■ SOURCE DOCUMENT:
▬▬▬
Private and Custom Trips

Ideas for Private Climbs in the North Cascades

Moderate Alpine Rock

The Tooth – South Face

Season – May through October

Time for climb – one day

Difficulty – moderate multi pitch rock climbing

Max Guide/Climber ratio 2:1

Open to all climbers with rock climbing experience

The Tooth is well known to local Seattle climbers for its easy access, solid alpine rock and fun character. This route is a very fun, one day climb that is a good choice for someone on a limited schedule. Perched above Source Lake in the Alpental valley, the Tooth offers 3 or 4 pitches of pleasant (5.4) sun warmed rock.


Sloan Peak – Corkscrew Route

Season – June through September

Time for climb – 3 days

Difficulty – 4 th class scrambling with glacier travel

Max Guide/Climber ratio – 3:1

Open to all course graduates

Known locally as the “ Matterhorn of the NW”, Sloan stands proud above the surrounding peaks of the Jackson wilderness area. Sloan is easily identified from most peaks in the cascades due to its unique shape and steep walls. These steep walls are one of the reasons that this peak demands to be climbed. This corkscrew route winds it ways around on gentle ledges to avoid the steep rock and achieve a special summit. This is a great peak for someone with limited rock climbing experience but a desire to summit a beautiful peak. The approach includes several stream crossings, dense forest and open alpine slopes, a classic cascade adventure.


Sharkfin Tower

Season – June through September

Time for climb – two days (or make it a part of a longer expedition)

Difficulty – low fifth class for several rope lengths, steep snow till mid season, glacier travel

Max Guide/Climber ratio – 2:1

Open to climbers who have some rock climbing experience

Boston Basin is well known for some of the best alpine climbs in the north Cascades National Park, if not all America. Sharkfin is one of the reasons for this. This tower is made of solid granite for quality climbing. The Sharkfin tower sits in the middle of the Boston Basin with great views of beautiful peaks such as Forbidden, Sahale Peak, Mt. Buckner, El Dorado Peak, Boston Peak as well as much of the rest of the North Cascades.
▬▬▬
■ RECORDS SHOWN:
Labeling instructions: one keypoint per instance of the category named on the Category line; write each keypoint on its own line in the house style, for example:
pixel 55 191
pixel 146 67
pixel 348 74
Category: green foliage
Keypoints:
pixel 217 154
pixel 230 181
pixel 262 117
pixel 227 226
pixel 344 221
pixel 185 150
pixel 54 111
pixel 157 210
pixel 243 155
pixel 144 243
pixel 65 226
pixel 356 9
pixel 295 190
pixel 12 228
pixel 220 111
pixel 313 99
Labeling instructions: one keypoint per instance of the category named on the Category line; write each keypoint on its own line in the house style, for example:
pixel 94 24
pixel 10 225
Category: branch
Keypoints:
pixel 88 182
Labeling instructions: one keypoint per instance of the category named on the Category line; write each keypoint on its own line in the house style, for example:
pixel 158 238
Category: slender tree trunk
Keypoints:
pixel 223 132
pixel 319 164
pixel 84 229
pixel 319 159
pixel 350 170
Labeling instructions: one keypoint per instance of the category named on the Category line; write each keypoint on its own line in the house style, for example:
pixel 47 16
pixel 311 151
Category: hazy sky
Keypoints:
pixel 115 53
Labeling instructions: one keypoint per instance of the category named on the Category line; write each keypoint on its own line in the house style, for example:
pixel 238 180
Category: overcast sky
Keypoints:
▬▬▬
■ WORK TO DO:
1. According to the North Cascades climbs page, what lake is the Tooth perched above?
2. Name every peak that the North Cascades climbs page says can be seen from Sharkfin Tower.
The records have nothing to do with the North Cascades climbs page.

■ SOLVED PROBLEMS:
1. Source Lake, in the Alpental valley.

2. Forbidden, Sahale Peak, Mt. Buckner, El Dorado Peak, Boston Peak